◆ **WHAT IS NEEDED**
Which lines run from the one containing "Target: tree line" through the end of the material? Reproduce them exactly.

◆ **EXTRACTED ENTRIES**
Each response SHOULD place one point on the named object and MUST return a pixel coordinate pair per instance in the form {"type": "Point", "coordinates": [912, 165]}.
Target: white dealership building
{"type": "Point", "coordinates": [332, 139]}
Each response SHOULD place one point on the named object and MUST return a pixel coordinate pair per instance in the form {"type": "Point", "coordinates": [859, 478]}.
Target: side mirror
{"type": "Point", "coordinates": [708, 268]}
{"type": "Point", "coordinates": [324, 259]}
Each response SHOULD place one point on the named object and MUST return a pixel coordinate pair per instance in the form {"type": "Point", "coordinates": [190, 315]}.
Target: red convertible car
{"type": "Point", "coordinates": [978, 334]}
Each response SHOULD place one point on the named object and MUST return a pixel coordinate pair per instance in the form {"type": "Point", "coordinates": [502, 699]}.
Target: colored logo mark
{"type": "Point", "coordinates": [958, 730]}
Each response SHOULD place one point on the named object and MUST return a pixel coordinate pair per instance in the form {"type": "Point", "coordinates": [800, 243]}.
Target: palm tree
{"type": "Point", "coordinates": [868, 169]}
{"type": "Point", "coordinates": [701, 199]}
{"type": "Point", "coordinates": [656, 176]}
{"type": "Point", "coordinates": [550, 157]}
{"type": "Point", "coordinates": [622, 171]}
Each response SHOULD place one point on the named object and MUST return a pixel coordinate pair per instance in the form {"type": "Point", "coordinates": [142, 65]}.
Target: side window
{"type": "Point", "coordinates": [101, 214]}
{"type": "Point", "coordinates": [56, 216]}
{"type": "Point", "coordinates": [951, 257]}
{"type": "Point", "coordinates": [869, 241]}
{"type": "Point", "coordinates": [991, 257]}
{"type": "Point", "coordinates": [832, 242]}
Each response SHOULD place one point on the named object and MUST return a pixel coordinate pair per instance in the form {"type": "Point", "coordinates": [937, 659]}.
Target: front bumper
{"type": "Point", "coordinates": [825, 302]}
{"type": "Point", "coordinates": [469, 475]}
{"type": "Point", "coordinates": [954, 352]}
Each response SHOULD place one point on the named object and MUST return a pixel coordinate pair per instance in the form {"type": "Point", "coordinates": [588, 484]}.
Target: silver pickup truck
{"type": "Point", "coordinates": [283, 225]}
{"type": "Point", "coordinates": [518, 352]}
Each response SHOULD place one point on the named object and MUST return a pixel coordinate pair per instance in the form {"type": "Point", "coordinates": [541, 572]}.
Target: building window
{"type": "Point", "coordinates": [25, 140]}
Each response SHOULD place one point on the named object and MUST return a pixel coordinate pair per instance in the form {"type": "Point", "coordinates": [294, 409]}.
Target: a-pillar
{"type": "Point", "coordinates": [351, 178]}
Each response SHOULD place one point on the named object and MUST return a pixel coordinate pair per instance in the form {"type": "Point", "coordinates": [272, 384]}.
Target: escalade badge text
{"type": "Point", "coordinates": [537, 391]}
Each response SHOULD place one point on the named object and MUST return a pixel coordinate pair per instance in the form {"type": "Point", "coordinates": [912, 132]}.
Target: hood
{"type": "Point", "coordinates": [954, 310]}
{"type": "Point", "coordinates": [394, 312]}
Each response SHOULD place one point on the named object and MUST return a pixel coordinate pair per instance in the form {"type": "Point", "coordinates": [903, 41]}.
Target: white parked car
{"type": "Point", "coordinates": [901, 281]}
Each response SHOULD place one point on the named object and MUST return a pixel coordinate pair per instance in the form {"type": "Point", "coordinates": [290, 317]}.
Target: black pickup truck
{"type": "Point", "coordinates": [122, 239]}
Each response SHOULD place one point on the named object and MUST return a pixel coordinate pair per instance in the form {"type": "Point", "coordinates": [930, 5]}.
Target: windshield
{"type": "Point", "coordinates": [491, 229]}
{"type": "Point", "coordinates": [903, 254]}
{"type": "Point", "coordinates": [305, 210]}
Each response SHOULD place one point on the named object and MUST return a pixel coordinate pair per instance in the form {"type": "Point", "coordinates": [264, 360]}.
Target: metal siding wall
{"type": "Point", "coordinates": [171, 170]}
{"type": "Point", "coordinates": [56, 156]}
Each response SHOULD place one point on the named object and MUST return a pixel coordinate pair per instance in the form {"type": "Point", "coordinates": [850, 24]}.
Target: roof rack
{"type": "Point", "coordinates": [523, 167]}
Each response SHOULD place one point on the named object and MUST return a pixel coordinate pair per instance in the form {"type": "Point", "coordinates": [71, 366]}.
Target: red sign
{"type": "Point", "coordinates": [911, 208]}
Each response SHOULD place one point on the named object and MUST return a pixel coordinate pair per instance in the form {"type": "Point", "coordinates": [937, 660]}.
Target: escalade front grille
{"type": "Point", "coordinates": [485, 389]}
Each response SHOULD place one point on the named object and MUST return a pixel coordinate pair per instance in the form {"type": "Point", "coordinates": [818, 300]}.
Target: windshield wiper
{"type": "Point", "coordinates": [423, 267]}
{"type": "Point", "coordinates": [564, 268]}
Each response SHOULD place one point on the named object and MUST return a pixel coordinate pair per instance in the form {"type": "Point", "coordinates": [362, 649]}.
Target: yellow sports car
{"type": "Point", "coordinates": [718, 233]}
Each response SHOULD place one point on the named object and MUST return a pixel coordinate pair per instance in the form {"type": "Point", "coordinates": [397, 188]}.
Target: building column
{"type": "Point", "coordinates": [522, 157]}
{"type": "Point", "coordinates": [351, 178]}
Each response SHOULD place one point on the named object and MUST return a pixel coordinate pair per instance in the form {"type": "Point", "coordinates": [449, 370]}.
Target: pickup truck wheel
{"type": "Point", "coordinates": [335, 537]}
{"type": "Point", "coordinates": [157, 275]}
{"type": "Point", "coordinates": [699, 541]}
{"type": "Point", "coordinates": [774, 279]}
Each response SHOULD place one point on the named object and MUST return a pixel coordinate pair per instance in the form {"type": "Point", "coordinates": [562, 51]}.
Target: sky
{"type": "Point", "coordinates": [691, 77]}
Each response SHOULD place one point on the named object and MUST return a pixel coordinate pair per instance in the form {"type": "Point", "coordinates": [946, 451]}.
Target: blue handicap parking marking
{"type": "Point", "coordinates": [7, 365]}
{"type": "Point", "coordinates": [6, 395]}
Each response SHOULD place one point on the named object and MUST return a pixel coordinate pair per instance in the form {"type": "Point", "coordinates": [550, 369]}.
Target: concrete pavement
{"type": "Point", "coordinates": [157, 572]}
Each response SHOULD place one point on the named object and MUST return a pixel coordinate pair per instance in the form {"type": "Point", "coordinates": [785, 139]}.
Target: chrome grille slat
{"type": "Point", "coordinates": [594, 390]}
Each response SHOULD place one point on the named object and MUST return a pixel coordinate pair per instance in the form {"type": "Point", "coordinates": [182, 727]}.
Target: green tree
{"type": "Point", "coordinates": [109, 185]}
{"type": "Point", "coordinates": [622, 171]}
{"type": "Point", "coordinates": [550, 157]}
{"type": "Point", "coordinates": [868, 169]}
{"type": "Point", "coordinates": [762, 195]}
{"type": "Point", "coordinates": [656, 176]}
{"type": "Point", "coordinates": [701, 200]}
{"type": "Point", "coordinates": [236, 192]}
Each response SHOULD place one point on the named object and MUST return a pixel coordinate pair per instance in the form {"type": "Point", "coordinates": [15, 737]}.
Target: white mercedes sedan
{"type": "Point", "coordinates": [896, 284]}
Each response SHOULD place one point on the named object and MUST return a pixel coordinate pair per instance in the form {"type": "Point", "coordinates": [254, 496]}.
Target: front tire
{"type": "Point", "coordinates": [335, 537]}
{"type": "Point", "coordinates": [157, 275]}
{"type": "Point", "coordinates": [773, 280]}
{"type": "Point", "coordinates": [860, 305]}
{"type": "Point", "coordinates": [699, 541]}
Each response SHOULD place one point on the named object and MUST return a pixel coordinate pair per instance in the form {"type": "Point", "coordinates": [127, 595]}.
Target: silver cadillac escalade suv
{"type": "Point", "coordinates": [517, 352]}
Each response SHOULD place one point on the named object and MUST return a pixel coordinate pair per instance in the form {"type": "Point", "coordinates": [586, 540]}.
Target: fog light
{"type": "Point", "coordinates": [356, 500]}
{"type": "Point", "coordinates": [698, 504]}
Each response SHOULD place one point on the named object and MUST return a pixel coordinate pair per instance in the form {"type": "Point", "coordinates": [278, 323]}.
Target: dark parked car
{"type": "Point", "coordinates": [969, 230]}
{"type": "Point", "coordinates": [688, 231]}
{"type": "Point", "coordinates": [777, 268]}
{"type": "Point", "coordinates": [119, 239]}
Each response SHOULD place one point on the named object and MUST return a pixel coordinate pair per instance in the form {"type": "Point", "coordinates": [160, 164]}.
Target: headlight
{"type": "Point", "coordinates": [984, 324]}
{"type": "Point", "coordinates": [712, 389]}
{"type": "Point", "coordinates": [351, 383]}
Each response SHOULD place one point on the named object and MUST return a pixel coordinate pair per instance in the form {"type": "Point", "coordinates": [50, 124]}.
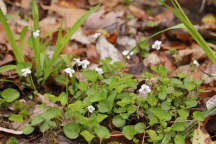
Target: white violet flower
{"type": "Point", "coordinates": [196, 63]}
{"type": "Point", "coordinates": [156, 45]}
{"type": "Point", "coordinates": [83, 63]}
{"type": "Point", "coordinates": [99, 70]}
{"type": "Point", "coordinates": [145, 89]}
{"type": "Point", "coordinates": [91, 109]}
{"type": "Point", "coordinates": [126, 52]}
{"type": "Point", "coordinates": [25, 71]}
{"type": "Point", "coordinates": [69, 71]}
{"type": "Point", "coordinates": [77, 60]}
{"type": "Point", "coordinates": [36, 33]}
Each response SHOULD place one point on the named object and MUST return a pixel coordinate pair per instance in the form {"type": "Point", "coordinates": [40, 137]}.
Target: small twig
{"type": "Point", "coordinates": [11, 131]}
{"type": "Point", "coordinates": [143, 138]}
{"type": "Point", "coordinates": [202, 6]}
{"type": "Point", "coordinates": [116, 135]}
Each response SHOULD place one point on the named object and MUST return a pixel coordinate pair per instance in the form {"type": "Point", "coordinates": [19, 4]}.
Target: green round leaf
{"type": "Point", "coordinates": [102, 132]}
{"type": "Point", "coordinates": [87, 135]}
{"type": "Point", "coordinates": [199, 116]}
{"type": "Point", "coordinates": [140, 127]}
{"type": "Point", "coordinates": [118, 121]}
{"type": "Point", "coordinates": [10, 94]}
{"type": "Point", "coordinates": [72, 130]}
{"type": "Point", "coordinates": [129, 132]}
{"type": "Point", "coordinates": [27, 129]}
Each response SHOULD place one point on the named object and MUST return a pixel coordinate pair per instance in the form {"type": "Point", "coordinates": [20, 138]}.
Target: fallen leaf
{"type": "Point", "coordinates": [81, 37]}
{"type": "Point", "coordinates": [106, 49]}
{"type": "Point", "coordinates": [211, 102]}
{"type": "Point", "coordinates": [98, 21]}
{"type": "Point", "coordinates": [3, 7]}
{"type": "Point", "coordinates": [26, 4]}
{"type": "Point", "coordinates": [71, 15]}
{"type": "Point", "coordinates": [209, 21]}
{"type": "Point", "coordinates": [137, 12]}
{"type": "Point", "coordinates": [200, 136]}
{"type": "Point", "coordinates": [186, 69]}
{"type": "Point", "coordinates": [127, 42]}
{"type": "Point", "coordinates": [151, 60]}
{"type": "Point", "coordinates": [92, 54]}
{"type": "Point", "coordinates": [210, 69]}
{"type": "Point", "coordinates": [111, 3]}
{"type": "Point", "coordinates": [166, 16]}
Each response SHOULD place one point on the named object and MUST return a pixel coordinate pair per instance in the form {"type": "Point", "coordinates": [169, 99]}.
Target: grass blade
{"type": "Point", "coordinates": [60, 45]}
{"type": "Point", "coordinates": [36, 41]}
{"type": "Point", "coordinates": [7, 68]}
{"type": "Point", "coordinates": [22, 37]}
{"type": "Point", "coordinates": [17, 52]}
{"type": "Point", "coordinates": [178, 11]}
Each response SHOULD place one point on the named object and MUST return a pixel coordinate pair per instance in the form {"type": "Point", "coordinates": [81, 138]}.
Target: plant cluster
{"type": "Point", "coordinates": [156, 106]}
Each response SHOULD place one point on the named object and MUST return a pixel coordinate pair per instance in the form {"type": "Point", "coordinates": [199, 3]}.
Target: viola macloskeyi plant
{"type": "Point", "coordinates": [104, 93]}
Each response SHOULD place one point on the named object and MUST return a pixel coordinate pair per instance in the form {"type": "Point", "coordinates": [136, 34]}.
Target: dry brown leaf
{"type": "Point", "coordinates": [111, 3]}
{"type": "Point", "coordinates": [167, 61]}
{"type": "Point", "coordinates": [92, 54]}
{"type": "Point", "coordinates": [7, 59]}
{"type": "Point", "coordinates": [186, 69]}
{"type": "Point", "coordinates": [177, 46]}
{"type": "Point", "coordinates": [210, 69]}
{"type": "Point", "coordinates": [195, 50]}
{"type": "Point", "coordinates": [127, 42]}
{"type": "Point", "coordinates": [48, 24]}
{"type": "Point", "coordinates": [72, 3]}
{"type": "Point", "coordinates": [26, 4]}
{"type": "Point", "coordinates": [151, 60]}
{"type": "Point", "coordinates": [98, 21]}
{"type": "Point", "coordinates": [166, 16]}
{"type": "Point", "coordinates": [137, 13]}
{"type": "Point", "coordinates": [200, 136]}
{"type": "Point", "coordinates": [106, 49]}
{"type": "Point", "coordinates": [94, 2]}
{"type": "Point", "coordinates": [209, 21]}
{"type": "Point", "coordinates": [3, 7]}
{"type": "Point", "coordinates": [71, 15]}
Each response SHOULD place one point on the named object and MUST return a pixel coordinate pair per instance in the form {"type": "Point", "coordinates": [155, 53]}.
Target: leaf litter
{"type": "Point", "coordinates": [120, 26]}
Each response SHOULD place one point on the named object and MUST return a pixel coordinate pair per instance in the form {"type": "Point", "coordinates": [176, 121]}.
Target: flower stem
{"type": "Point", "coordinates": [32, 83]}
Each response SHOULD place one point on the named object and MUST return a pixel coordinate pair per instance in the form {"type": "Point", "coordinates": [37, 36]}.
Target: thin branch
{"type": "Point", "coordinates": [11, 131]}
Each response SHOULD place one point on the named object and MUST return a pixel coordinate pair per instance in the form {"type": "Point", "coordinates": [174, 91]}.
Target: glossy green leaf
{"type": "Point", "coordinates": [72, 130]}
{"type": "Point", "coordinates": [10, 94]}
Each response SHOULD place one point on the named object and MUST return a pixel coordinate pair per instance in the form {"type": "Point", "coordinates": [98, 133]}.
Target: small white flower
{"type": "Point", "coordinates": [126, 52]}
{"type": "Point", "coordinates": [91, 109]}
{"type": "Point", "coordinates": [77, 60]}
{"type": "Point", "coordinates": [83, 63]}
{"type": "Point", "coordinates": [36, 33]}
{"type": "Point", "coordinates": [69, 71]}
{"type": "Point", "coordinates": [145, 89]}
{"type": "Point", "coordinates": [196, 63]}
{"type": "Point", "coordinates": [94, 36]}
{"type": "Point", "coordinates": [25, 71]}
{"type": "Point", "coordinates": [99, 70]}
{"type": "Point", "coordinates": [156, 45]}
{"type": "Point", "coordinates": [214, 75]}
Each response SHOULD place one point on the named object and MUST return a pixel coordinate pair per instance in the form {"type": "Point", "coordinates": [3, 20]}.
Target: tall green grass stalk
{"type": "Point", "coordinates": [17, 52]}
{"type": "Point", "coordinates": [61, 42]}
{"type": "Point", "coordinates": [179, 13]}
{"type": "Point", "coordinates": [36, 42]}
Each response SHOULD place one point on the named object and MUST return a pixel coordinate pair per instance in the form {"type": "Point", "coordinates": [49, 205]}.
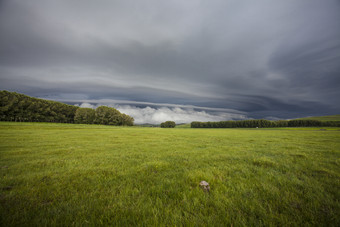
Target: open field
{"type": "Point", "coordinates": [63, 174]}
{"type": "Point", "coordinates": [323, 118]}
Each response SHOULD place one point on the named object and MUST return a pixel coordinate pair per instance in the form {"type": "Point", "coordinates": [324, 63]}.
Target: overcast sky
{"type": "Point", "coordinates": [177, 60]}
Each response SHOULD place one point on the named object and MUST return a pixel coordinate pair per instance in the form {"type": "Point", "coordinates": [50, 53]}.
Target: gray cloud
{"type": "Point", "coordinates": [268, 59]}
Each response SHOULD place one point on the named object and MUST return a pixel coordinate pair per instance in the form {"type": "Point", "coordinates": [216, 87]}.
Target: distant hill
{"type": "Point", "coordinates": [23, 108]}
{"type": "Point", "coordinates": [323, 118]}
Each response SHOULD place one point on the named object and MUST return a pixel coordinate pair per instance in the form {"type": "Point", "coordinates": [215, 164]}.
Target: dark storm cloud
{"type": "Point", "coordinates": [267, 58]}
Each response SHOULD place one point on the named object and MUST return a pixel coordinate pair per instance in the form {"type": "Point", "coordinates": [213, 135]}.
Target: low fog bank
{"type": "Point", "coordinates": [157, 115]}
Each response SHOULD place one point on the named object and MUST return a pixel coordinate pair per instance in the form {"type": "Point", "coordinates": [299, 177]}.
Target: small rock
{"type": "Point", "coordinates": [205, 186]}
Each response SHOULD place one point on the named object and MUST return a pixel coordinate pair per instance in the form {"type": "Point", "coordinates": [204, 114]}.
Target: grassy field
{"type": "Point", "coordinates": [323, 118]}
{"type": "Point", "coordinates": [72, 175]}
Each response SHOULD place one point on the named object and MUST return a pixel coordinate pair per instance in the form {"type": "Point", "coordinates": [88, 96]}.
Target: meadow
{"type": "Point", "coordinates": [93, 175]}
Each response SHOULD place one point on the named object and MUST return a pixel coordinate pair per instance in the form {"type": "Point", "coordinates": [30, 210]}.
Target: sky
{"type": "Point", "coordinates": [159, 60]}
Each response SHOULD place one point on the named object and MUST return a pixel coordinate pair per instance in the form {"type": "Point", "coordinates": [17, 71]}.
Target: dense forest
{"type": "Point", "coordinates": [265, 124]}
{"type": "Point", "coordinates": [23, 108]}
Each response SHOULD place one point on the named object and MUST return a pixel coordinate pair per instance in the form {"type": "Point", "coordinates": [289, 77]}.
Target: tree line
{"type": "Point", "coordinates": [265, 124]}
{"type": "Point", "coordinates": [23, 108]}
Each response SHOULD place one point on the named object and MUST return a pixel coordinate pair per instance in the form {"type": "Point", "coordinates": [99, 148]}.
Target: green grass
{"type": "Point", "coordinates": [323, 118]}
{"type": "Point", "coordinates": [75, 175]}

◆ **SOLUTION FOR THIS TASK**
Target: tree line
{"type": "Point", "coordinates": [265, 124]}
{"type": "Point", "coordinates": [23, 108]}
Each response SHOULD place one point on the named object and MUST return a pixel coordinate pair per instance in the form {"type": "Point", "coordinates": [99, 148]}.
Target: green grass
{"type": "Point", "coordinates": [323, 118]}
{"type": "Point", "coordinates": [75, 175]}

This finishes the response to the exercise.